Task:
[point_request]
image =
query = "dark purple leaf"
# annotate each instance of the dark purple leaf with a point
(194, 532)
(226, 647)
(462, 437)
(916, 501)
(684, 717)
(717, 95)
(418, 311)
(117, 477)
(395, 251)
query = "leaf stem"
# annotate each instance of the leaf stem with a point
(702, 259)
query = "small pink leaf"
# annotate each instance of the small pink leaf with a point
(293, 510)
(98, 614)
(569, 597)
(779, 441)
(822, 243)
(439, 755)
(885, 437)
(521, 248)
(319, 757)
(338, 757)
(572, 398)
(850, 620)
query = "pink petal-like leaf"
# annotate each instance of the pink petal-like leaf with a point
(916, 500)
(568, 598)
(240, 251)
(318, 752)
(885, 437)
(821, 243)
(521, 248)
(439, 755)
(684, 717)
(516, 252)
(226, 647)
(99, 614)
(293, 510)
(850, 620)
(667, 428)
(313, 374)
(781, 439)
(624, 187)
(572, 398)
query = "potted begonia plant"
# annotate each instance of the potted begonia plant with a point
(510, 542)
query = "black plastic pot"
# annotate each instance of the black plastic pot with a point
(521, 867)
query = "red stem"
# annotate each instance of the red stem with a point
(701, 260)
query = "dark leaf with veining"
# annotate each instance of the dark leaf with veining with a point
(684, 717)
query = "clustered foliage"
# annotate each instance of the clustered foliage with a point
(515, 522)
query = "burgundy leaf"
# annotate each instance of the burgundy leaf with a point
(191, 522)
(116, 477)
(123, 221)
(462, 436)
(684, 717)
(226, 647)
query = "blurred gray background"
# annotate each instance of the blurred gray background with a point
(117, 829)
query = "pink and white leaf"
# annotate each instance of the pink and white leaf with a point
———
Assignment :: An exact transcription of the data above is required.

Output for this exercise ::
Task:
[point_request]
image =
query = "dark purple leaf"
# annotate each instance of the dark purple leaf with a point
(194, 532)
(226, 647)
(462, 437)
(916, 501)
(684, 717)
(717, 95)
(418, 311)
(117, 477)
(395, 251)
query = "leaf stem"
# annotate each instance of the leaf stem with a point
(702, 259)
query = "small pink leaf"
# annotate each instance of the small pink leaf with a point
(293, 510)
(98, 614)
(569, 597)
(779, 441)
(822, 243)
(439, 755)
(885, 437)
(521, 248)
(319, 757)
(338, 757)
(572, 398)
(850, 620)
query = "pink petal-like leaf"
# annotate each instance of the pink petal-like leaf with a point
(916, 500)
(568, 598)
(240, 251)
(318, 752)
(885, 437)
(821, 243)
(521, 248)
(439, 755)
(684, 717)
(516, 252)
(226, 647)
(99, 614)
(293, 510)
(850, 620)
(667, 428)
(313, 374)
(781, 439)
(624, 187)
(572, 398)
query = "potted begonia plant"
# annotate each instance of the potted begonia plant with a point
(510, 542)
query = "black plastic pot"
# annotate each instance of the black plastic pot with a point
(521, 867)
query = "red stem"
# annotate each instance of the red stem with a point
(701, 260)
query = "dark leaf with veining"
# annotate each instance of the dark leaf with veining with a point
(684, 717)
query = "clustered foliage"
# annotate each instance of the clustered foliage with a point
(515, 522)
query = "burgundy leaf"
# annotate each instance of the burgundy leaf with a point
(191, 522)
(116, 477)
(123, 221)
(462, 436)
(684, 717)
(226, 647)
query = "blurred gray background"
# annotate each instance of the blurred gray background with a point
(117, 829)
query = "pink and white leaf"
# annotate each instance of the pink and white leaf with a point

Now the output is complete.